(Supplied records)
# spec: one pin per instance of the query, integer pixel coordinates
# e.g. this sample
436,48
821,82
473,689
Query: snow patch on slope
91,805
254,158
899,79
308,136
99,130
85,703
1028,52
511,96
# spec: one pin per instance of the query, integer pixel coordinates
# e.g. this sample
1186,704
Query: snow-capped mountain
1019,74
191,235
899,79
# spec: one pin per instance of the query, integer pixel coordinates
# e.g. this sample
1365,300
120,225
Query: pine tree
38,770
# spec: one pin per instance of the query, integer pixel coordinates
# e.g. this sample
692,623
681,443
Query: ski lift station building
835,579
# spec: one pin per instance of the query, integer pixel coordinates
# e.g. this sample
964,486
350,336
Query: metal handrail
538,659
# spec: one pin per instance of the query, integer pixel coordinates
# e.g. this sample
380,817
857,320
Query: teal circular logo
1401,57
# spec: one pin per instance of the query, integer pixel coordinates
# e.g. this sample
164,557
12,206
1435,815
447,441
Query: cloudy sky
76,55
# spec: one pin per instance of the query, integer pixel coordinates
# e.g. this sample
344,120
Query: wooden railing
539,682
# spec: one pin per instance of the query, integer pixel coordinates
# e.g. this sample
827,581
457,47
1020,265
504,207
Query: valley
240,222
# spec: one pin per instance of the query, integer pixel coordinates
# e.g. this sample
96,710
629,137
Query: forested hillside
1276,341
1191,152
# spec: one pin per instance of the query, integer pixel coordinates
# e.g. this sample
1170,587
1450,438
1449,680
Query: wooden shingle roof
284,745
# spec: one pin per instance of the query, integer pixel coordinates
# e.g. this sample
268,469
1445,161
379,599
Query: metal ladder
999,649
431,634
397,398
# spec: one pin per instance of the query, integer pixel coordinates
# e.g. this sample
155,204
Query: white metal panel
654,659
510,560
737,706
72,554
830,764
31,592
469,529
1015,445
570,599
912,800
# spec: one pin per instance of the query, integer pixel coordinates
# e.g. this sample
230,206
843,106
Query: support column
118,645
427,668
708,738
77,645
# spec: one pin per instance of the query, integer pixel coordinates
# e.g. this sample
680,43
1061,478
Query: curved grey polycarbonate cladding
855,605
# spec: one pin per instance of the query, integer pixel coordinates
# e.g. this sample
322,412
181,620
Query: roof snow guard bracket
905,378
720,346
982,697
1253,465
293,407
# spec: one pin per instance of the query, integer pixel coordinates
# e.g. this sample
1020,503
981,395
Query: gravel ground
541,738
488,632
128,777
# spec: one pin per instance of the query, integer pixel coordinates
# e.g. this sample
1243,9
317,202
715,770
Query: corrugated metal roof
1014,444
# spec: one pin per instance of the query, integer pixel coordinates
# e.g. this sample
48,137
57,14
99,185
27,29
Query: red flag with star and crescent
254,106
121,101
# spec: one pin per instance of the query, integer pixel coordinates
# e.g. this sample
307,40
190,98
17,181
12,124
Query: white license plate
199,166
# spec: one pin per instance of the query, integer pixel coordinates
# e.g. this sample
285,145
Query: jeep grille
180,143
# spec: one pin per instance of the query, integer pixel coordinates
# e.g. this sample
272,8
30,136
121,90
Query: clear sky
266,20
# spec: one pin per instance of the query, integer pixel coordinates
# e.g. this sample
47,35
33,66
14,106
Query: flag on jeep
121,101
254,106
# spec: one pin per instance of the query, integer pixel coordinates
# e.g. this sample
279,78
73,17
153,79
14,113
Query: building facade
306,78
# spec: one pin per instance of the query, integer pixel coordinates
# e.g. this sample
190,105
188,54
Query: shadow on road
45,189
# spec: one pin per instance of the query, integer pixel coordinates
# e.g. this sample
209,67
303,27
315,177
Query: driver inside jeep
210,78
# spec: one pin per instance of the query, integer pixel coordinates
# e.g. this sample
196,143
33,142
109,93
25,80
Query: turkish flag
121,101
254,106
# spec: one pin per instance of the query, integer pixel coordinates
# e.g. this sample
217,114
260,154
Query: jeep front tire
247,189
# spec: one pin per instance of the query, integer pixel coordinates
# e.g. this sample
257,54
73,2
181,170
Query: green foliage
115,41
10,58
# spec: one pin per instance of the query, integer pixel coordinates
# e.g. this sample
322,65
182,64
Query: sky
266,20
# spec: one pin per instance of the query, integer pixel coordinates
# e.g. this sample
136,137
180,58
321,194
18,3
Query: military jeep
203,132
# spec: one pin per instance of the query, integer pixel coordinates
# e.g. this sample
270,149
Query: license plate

(Task item)
A word-for-word copy of the full listing is required.

(Result of the exercise)
# spec: one pin per instance of the query, integer pixel coordinates
# e.g. this sample
436,48
821,82
473,689
Query: snow patch on slope
91,805
254,158
899,79
308,136
99,130
85,703
1028,52
511,96
# spec: one pin per instance of the query, integer pixel coordinates
# e.g. this sample
1186,704
Query: snow-capped mountain
1019,74
191,235
899,79
# spec: one pin per instance of the query, integer pixel coordinates
# e.g. this sample
1365,300
120,225
Query: pine tree
38,770
# spec: one pin per instance of the query, integer pixel coordinates
# e.g. this sample
692,623
681,443
Query: ski lift station building
835,579
# spec: one pin per instance of the query, integer pixel coordinates
# e.g. this sample
964,486
350,336
Query: metal handrail
538,659
# spec: one pin per instance of the query, integer pixel coordinates
# e.g. this sample
380,817
857,320
Query: teal circular logo
1401,57
# spec: one pin per instance of the query, integer pixel coordinates
# e.g. this sample
164,557
12,206
1435,815
447,441
Query: cloudy sky
76,55
# spec: one pin per instance of the query, integer pixel coordinates
# e.g. this sample
344,120
Query: wooden railing
539,682
# spec: one pin per instance of the query, integer pixel coordinates
# e.g. this sample
827,581
457,47
1020,265
504,207
Query: valley
240,222
# spec: one pin per instance of the query, integer pixel coordinates
# e.g. this sample
96,710
629,137
Query: forested hillside
1276,341
1191,152
# spec: one pin per instance of the query, integer pixel coordinates
# e.g. this sample
1170,587
1450,438
1449,680
Query: wooden shingle roof
284,745
# spec: one pin per instance of the query, integer pixel coordinates
# e.g. this sample
268,469
1445,161
379,599
Query: metal ladder
999,649
431,634
397,398
# spec: one pin per instance of the query, integer pixel coordinates
# e.g. this sample
155,204
Query: white metal panel
654,659
510,560
737,706
72,554
830,764
31,592
469,529
1015,445
570,599
912,800
# spec: one pin per instance of the query, integer pixel coordinates
# e.g. this sample
230,206
843,106
Query: support column
118,645
427,668
708,738
77,645
# spec: one pin per instance of the query, integer pixel coordinates
# e.g. this sample
680,43
1061,478
Query: curved grey polycarbonate cladding
855,605
# spec: one pin per instance of the query, integer pixel coordinates
# e.g. this sample
322,412
181,620
Query: roof snow guard bracket
905,378
720,346
982,697
1253,465
293,407
# spec: one pin per instance of the query, integer pixel coordinates
# e.g. this sample
1020,503
981,395
Query: gravel ground
541,738
488,632
128,777
# spec: one pin per instance of the query, integer pixel coordinates
# e.g. this sample
1243,9
317,202
715,770
Query: corrugated metal roof
1014,444
# spec: one pin per instance of the query, integer pixel coordinates
# e.g. this sample
48,137
57,14
99,185
27,29
Query: red flag with star and crescent
254,106
121,101
# spec: one pin per instance of the query, integer pixel coordinates
# e.g. this sample
307,40
190,98
17,181
12,124
Query: white license plate
199,166
# spec: one pin per instance of the query, integer pixel coordinates
# e.g. this sample
285,145
Query: jeep grille
180,143
# spec: one pin per instance of the query, integer pixel coordinates
# e.g. this sample
272,8
30,136
121,90
Query: clear sky
266,20
# spec: one pin per instance of the query, integer pixel coordinates
# e.g. this sample
47,35
33,66
14,106
Query: flag on jeep
121,101
254,106
# spec: one pin per instance of the query, integer pixel coordinates
# e.g. this sample
279,78
73,17
153,79
14,113
Query: building facade
306,78
# spec: one pin per instance of the query, integer pixel coordinates
# e.g. this sample
190,105
188,54
Query: shadow on road
45,189
# spec: one pin per instance of the query, integer pixel coordinates
# e.g. this sample
209,67
303,27
315,177
Query: driver inside jeep
210,78
# spec: one pin per instance of the query, integer pixel coordinates
# e.g. this sample
196,143
33,142
109,93
25,80
Query: turkish flag
121,101
254,106
# spec: one pin per instance of the query, integer pixel coordinates
# e.g. this sample
217,114
260,154
Query: jeep front tire
247,189
# spec: one pin per instance of the query, integer pixel coordinates
# e.g. this sample
257,54
73,2
181,170
Query: green foliage
115,41
10,58
# spec: one pin per instance of the query, integer pixel coordinates
# e.g. this sample
322,65
182,64
Query: sky
266,20
# spec: one pin per instance of the query, integer pixel coordinates
# e.g. this sample
136,137
180,58
321,194
18,3
Query: military jeep
203,132
# spec: one pin per instance of the query, integer pixel coordinates
# e.g. this sample
270,149
Query: license plate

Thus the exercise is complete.